Nous vivons, sans nous plaindre, l'époque qui donne forme à un « efficace » (Cynthia Feury) qui, sous les draps de la vitesse et de la performance, n’est rien d’autre que la machine d'une sociologie de la sous-traitance de la vie.
Dans des régimes où on peut faire commerce avec l'image, où l'homme est plus que jamais riche car il a accès facilement à tout, nous voilà, "rois accablés" (Bruno Patino) vivant la pire des maladies : celle de nous désinvestir de la vie. Un mirage de liberté nous a piégés et emprisonnés dans une souffrance éthique.
Non seulement nous ne faisons plus communauté sans le fil du numérique mais le spectre que les médias nous proposent à longueur de journée crée un problème de santé publique à la dignité humaine. L'actualité a été particulièrement violente cette année, d'Ukraine au Congo, du Sahel central à Gaza, du Liban au Yemen, mais l'écran se charge de montrer les lieux de l'urgence et fait oublier d'autres espaces où le sang coule encore. Une géopolitique du déplacement de la plaque de l'attention. Comme un jeu de dé. Pire, les médias contribuent même à cette stratification des vies humaines. Comme si la douleur et le sang avaient un poids symbolique, un prix, selon les peuples touchés et les lieux où l'on se situe. Les hommes ont joué trop d'épisodes de déshumanisation durant l'année. Avant les champs de bataille et d'invectives, ils ont souvent commencé sur la manière de présenter l'autre.
La démocratie : des images de désenchantement et d’usure
Je ne dirai pas que la technologie ne nous aide pas. Mais nous ne l’utilisons pas suffisamment pour avoir des modèles de gouvernance plus transparents et plus performants. Au contraire, laissée entre les mains du Capitalisme et de l’Etat de droit, l’un veut augmenter sa puissance, l’autre veut tout contrôler, le citoyen est invité à devenir un pion qui nourrit à coup de clics un système de manipulation et de propagande.

Données fournies.
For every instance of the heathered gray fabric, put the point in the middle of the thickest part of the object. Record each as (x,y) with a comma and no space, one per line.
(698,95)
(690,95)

Travail demandé. Recopiez tout ce qui va de "Nous vivons, sans" jusqu'à "une souffrance éthique." dans le texte extrait, en remplaçant "mirage" par "rêve". Vous n'avez pas besoin du matériel ci-dessus.

Votre réponse.
Nous vivons, sans nous plaindre, l'époque qui donne forme à un « efficace » (Cynthia Feury) qui, sous les draps de la vitesse et de la performance, n’est rien d’autre que la machine d'une sociologie de la sous-traitance de la vie.
Dans des régimes où on peut faire commerce avec l'image, où l'homme est plus que jamais riche car il a accès facilement à tout, nous voilà, "rois accablés" (Bruno Patino) vivant la pire des maladies : celle de nous désinvestir de la vie. Un rêve de liberté nous a piégés et emprisonnés dans une souffrance éthique.